Position identification entries:

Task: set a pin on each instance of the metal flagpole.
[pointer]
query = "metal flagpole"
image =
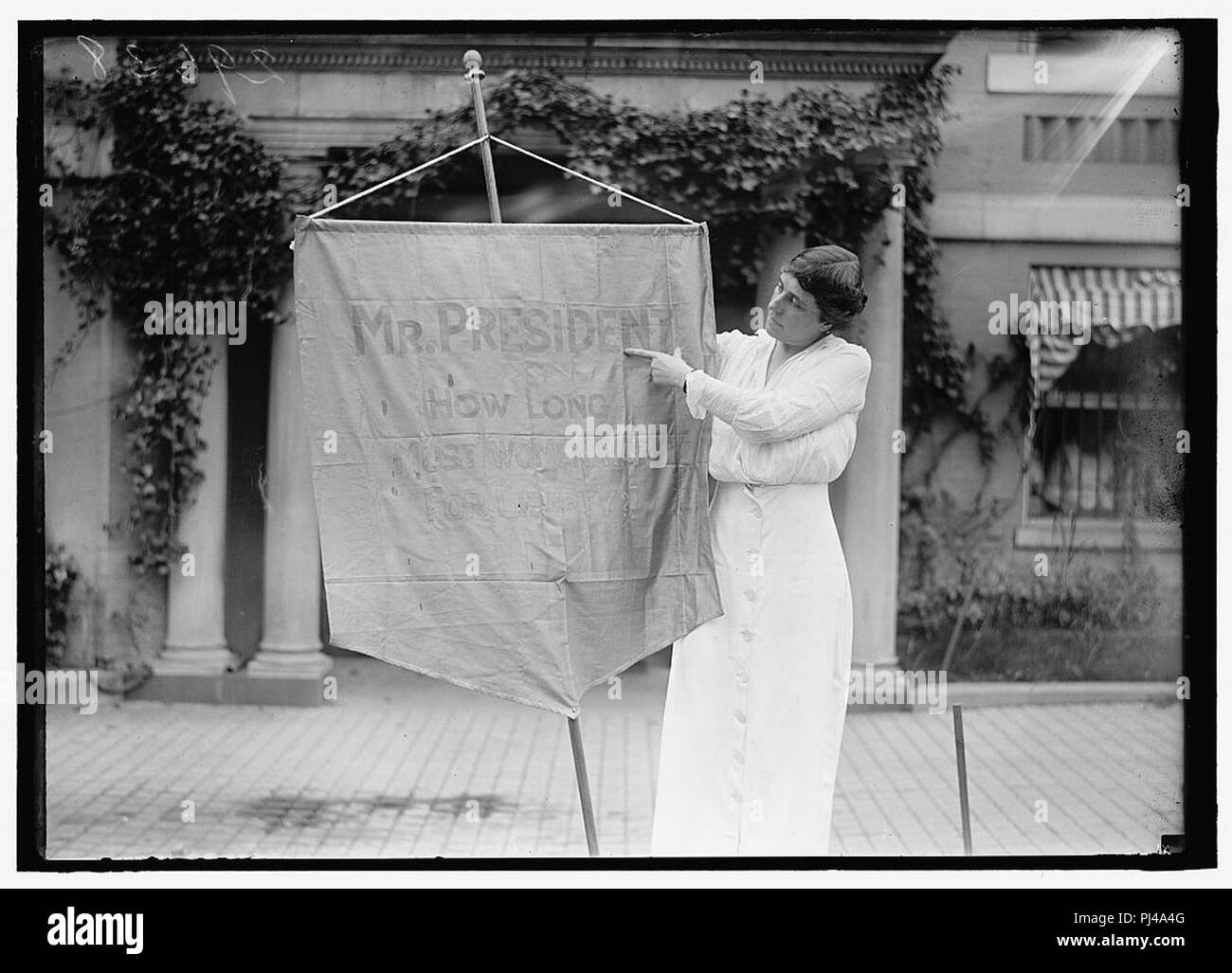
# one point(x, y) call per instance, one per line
point(960, 748)
point(473, 64)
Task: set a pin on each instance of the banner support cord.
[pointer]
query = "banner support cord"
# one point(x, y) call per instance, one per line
point(473, 64)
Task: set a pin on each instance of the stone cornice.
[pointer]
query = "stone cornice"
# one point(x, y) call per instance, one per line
point(863, 57)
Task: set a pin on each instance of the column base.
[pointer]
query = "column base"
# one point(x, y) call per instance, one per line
point(193, 660)
point(306, 661)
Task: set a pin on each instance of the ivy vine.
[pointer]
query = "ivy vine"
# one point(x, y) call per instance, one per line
point(752, 169)
point(195, 206)
point(191, 206)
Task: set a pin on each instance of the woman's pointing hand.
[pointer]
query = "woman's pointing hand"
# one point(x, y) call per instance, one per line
point(665, 369)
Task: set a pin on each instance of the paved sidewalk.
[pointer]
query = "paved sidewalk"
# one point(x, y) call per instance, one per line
point(405, 766)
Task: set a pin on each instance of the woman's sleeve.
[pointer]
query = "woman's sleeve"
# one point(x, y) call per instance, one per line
point(727, 343)
point(833, 389)
point(820, 456)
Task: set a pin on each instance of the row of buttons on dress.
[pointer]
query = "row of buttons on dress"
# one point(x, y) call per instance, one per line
point(742, 673)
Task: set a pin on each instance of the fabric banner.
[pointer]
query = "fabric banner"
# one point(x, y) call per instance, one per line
point(505, 500)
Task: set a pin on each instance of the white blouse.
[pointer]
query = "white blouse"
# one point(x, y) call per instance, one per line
point(799, 426)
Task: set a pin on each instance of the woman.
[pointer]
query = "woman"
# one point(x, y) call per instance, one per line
point(756, 698)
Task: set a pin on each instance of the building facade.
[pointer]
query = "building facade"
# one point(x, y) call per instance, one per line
point(1022, 200)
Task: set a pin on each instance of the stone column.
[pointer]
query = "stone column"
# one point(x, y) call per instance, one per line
point(291, 644)
point(866, 497)
point(196, 643)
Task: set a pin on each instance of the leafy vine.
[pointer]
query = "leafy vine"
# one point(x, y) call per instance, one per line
point(191, 206)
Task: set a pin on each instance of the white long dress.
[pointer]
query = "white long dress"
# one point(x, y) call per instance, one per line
point(756, 697)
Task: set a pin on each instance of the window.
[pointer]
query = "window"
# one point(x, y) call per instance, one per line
point(1108, 411)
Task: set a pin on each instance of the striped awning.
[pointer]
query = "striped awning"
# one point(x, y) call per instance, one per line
point(1124, 302)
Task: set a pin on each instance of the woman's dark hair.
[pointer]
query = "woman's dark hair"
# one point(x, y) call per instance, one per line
point(833, 276)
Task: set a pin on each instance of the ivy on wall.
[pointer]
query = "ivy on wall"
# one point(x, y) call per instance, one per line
point(191, 207)
point(752, 169)
point(195, 207)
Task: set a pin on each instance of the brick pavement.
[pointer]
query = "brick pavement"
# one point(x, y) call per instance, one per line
point(403, 766)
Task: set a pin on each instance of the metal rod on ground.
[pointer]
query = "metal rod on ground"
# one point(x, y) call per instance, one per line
point(473, 64)
point(579, 765)
point(961, 750)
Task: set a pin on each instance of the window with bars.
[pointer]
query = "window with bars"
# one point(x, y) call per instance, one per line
point(1105, 439)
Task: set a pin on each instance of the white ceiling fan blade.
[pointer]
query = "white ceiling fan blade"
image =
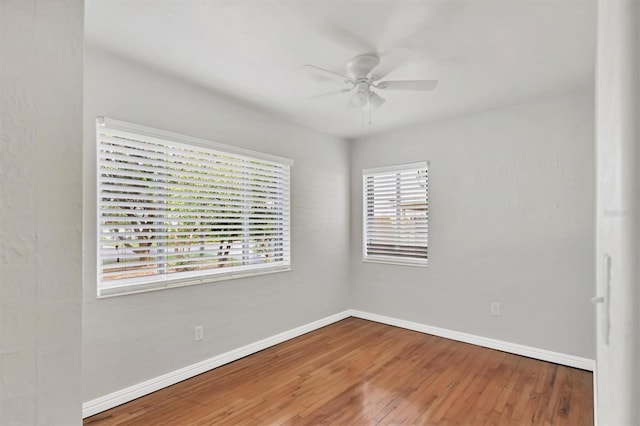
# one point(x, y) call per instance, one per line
point(390, 61)
point(328, 94)
point(407, 85)
point(331, 73)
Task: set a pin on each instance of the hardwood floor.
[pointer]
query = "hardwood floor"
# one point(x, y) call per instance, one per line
point(358, 372)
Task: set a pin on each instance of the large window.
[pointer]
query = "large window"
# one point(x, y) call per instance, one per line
point(395, 214)
point(174, 211)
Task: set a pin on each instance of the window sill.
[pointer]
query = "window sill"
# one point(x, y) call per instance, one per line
point(153, 286)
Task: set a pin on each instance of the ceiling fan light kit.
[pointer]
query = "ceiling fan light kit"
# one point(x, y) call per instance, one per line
point(361, 80)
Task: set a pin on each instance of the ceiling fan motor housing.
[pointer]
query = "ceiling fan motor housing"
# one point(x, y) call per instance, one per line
point(360, 66)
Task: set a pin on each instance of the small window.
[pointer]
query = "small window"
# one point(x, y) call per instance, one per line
point(174, 211)
point(395, 212)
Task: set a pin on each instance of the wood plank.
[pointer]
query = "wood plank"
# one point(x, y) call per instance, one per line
point(359, 372)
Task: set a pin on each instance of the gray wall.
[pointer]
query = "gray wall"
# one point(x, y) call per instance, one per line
point(129, 339)
point(511, 220)
point(40, 211)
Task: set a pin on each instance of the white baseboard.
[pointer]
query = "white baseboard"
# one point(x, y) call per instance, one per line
point(514, 348)
point(114, 399)
point(595, 397)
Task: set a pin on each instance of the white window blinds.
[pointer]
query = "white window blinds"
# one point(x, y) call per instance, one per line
point(171, 212)
point(395, 214)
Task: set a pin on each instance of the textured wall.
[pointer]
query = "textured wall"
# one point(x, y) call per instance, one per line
point(129, 339)
point(41, 212)
point(511, 220)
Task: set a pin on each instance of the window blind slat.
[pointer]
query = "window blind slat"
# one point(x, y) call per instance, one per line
point(169, 210)
point(396, 215)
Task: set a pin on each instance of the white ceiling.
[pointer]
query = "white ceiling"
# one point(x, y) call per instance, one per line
point(485, 53)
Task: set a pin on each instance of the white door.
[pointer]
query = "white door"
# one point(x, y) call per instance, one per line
point(618, 212)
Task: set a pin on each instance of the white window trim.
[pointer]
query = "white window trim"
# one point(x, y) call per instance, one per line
point(390, 260)
point(163, 136)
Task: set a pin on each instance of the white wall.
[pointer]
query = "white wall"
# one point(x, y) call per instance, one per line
point(133, 338)
point(40, 211)
point(511, 219)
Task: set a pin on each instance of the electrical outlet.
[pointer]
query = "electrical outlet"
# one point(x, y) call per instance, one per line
point(198, 333)
point(495, 309)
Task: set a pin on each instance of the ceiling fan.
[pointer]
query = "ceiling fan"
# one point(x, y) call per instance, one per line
point(364, 76)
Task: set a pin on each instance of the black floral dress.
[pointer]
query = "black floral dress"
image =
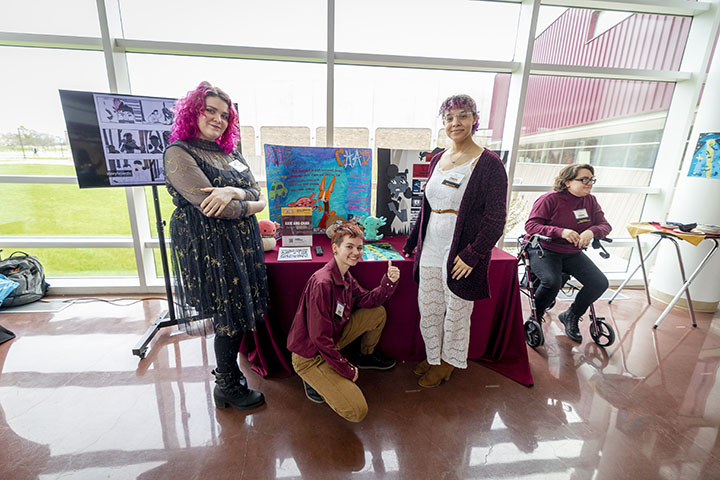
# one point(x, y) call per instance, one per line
point(218, 262)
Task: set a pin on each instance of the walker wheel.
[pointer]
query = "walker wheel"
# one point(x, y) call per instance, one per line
point(602, 333)
point(533, 333)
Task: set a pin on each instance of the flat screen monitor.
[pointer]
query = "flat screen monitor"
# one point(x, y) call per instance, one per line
point(117, 140)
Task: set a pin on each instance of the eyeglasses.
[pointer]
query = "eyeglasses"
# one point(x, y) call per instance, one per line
point(586, 180)
point(449, 118)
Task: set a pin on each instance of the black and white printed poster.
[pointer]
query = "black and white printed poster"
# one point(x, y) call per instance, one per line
point(402, 175)
point(135, 132)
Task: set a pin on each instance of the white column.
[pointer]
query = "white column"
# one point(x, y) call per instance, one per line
point(696, 200)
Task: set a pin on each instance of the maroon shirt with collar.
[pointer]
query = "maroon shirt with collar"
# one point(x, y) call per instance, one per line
point(317, 327)
point(554, 211)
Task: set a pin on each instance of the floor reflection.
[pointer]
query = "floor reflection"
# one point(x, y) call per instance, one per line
point(74, 403)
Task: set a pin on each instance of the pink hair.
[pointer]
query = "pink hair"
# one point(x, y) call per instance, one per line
point(461, 101)
point(189, 108)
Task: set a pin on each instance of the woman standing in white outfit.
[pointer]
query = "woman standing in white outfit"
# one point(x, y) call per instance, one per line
point(465, 195)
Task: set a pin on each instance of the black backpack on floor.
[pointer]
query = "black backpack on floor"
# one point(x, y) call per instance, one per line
point(28, 272)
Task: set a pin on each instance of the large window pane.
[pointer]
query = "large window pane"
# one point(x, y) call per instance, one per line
point(85, 262)
point(426, 28)
point(32, 125)
point(63, 210)
point(615, 123)
point(279, 101)
point(403, 98)
point(254, 23)
point(66, 17)
point(601, 38)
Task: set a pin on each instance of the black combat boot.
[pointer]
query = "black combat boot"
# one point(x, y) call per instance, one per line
point(230, 391)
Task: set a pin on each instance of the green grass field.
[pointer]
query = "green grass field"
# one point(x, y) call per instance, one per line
point(37, 210)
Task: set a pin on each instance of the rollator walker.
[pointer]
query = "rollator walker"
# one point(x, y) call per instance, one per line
point(600, 330)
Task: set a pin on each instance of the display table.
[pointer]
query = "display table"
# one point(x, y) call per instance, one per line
point(497, 338)
point(638, 228)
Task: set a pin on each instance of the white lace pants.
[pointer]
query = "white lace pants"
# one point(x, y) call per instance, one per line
point(444, 319)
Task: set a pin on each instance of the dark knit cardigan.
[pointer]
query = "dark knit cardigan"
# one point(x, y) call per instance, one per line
point(480, 223)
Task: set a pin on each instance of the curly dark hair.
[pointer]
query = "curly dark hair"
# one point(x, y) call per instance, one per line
point(568, 173)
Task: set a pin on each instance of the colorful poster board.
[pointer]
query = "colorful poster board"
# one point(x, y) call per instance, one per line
point(706, 159)
point(334, 182)
point(296, 226)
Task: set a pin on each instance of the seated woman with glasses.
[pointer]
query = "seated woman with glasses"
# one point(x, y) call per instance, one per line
point(572, 217)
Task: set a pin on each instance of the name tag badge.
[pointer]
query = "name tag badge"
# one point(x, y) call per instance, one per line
point(581, 215)
point(238, 165)
point(339, 309)
point(453, 180)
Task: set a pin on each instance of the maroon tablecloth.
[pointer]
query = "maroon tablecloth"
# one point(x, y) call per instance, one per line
point(497, 339)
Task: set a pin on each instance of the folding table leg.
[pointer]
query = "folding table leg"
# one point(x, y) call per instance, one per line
point(686, 285)
point(640, 265)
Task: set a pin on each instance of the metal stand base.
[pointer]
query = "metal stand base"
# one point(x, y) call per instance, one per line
point(162, 321)
point(167, 317)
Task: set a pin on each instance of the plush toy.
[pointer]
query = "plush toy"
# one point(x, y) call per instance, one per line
point(332, 222)
point(268, 230)
point(371, 225)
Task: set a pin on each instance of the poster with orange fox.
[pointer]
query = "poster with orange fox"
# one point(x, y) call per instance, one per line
point(334, 182)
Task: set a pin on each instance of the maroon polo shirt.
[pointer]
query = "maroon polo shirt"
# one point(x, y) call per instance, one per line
point(554, 211)
point(318, 324)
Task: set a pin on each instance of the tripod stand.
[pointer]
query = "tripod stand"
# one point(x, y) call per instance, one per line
point(167, 318)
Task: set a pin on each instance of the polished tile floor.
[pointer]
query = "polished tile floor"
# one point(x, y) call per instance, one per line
point(75, 403)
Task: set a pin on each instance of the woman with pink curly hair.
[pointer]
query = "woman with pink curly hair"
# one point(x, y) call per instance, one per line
point(217, 253)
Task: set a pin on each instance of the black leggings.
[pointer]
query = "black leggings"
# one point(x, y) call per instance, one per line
point(549, 269)
point(226, 352)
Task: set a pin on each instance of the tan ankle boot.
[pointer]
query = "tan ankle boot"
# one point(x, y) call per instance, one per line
point(421, 368)
point(436, 375)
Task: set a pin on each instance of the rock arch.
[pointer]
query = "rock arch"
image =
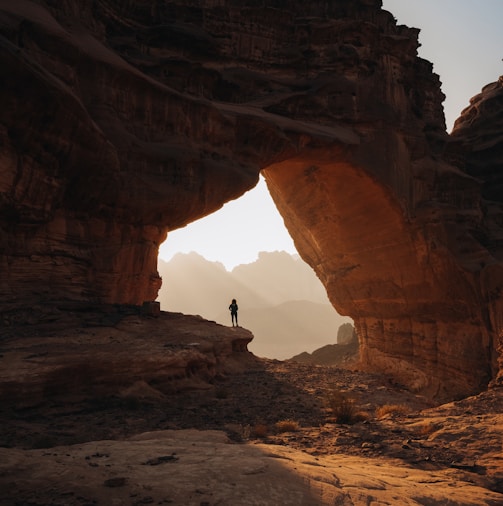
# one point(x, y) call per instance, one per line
point(123, 122)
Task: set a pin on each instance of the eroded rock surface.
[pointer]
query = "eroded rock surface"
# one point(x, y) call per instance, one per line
point(122, 121)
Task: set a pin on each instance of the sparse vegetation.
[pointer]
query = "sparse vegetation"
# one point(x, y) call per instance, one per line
point(287, 426)
point(392, 409)
point(343, 407)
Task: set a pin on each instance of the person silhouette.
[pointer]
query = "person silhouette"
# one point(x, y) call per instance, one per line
point(233, 308)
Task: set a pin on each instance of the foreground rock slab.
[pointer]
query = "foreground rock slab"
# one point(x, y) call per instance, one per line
point(195, 468)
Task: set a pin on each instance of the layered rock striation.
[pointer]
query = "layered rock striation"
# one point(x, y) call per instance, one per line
point(122, 121)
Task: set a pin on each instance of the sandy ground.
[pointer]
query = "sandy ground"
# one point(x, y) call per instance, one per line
point(180, 413)
point(268, 435)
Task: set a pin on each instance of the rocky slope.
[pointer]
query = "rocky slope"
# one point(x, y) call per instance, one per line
point(225, 445)
point(122, 121)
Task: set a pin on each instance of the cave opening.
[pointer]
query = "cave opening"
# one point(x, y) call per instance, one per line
point(244, 251)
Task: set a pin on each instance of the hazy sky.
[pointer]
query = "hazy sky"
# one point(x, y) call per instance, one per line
point(464, 41)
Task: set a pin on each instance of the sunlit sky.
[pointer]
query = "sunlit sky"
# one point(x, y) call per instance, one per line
point(464, 41)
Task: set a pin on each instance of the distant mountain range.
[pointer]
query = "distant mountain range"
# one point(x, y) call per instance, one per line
point(280, 300)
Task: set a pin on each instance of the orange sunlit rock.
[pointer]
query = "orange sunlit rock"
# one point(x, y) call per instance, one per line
point(121, 122)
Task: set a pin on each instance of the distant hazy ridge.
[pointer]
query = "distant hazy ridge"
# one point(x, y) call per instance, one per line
point(280, 300)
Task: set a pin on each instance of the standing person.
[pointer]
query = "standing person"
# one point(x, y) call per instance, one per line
point(233, 308)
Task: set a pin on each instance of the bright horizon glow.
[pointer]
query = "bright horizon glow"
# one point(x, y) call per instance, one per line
point(462, 38)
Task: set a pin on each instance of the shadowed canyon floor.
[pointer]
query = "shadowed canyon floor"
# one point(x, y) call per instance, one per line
point(259, 432)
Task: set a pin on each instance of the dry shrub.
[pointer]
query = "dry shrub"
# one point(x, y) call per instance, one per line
point(260, 430)
point(392, 409)
point(343, 407)
point(287, 426)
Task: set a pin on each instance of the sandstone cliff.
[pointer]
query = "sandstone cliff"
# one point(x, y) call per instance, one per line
point(122, 121)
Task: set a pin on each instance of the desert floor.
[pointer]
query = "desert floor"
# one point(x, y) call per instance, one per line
point(271, 434)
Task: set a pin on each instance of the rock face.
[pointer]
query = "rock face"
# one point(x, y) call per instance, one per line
point(122, 121)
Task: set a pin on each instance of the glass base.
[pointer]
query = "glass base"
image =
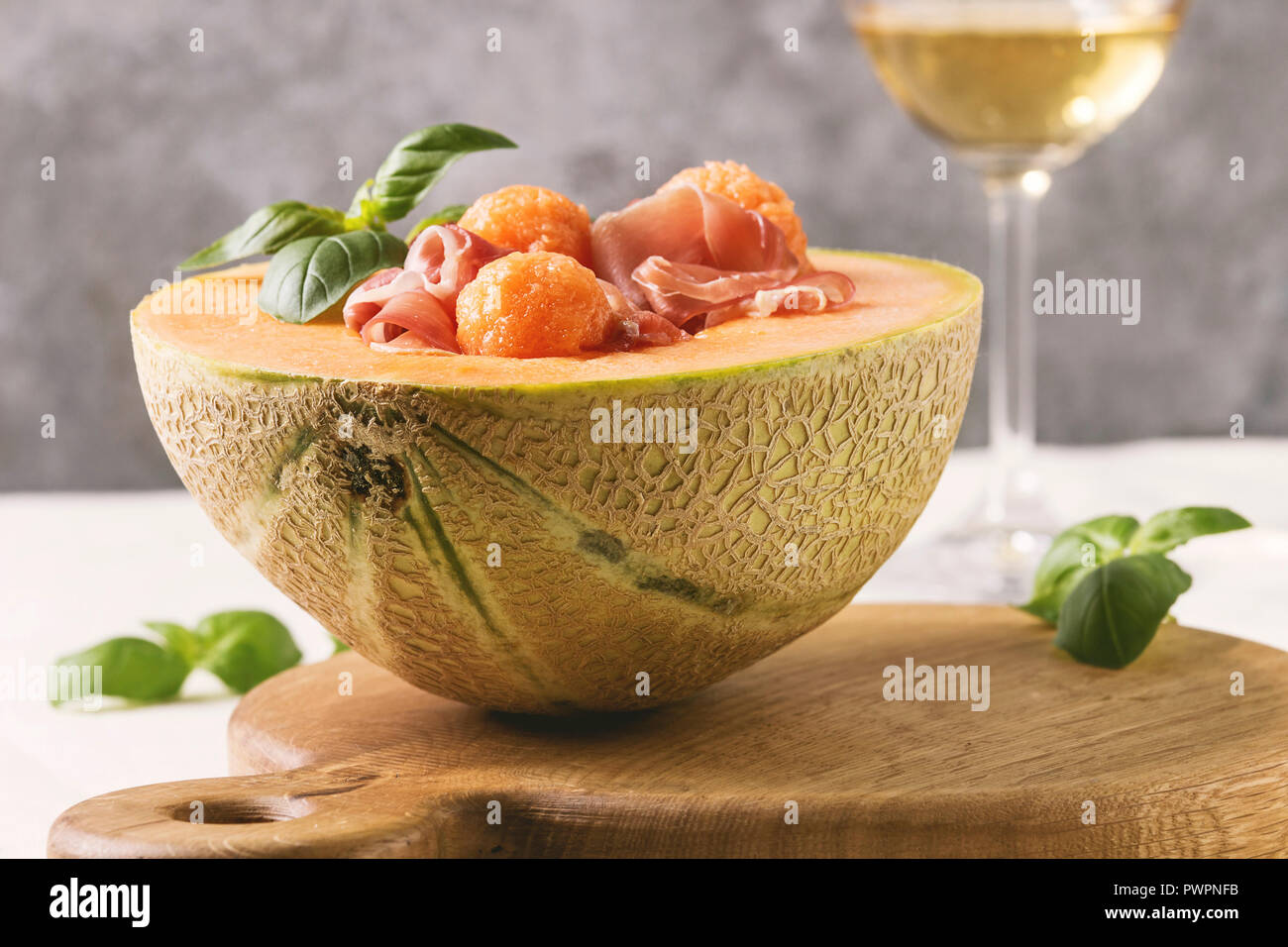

> **WHAT YOU SHOULD DO**: Report how many lines of the entries contain the word "horizon". Give only the number.

> **EXPECTED OUTPUT**: 2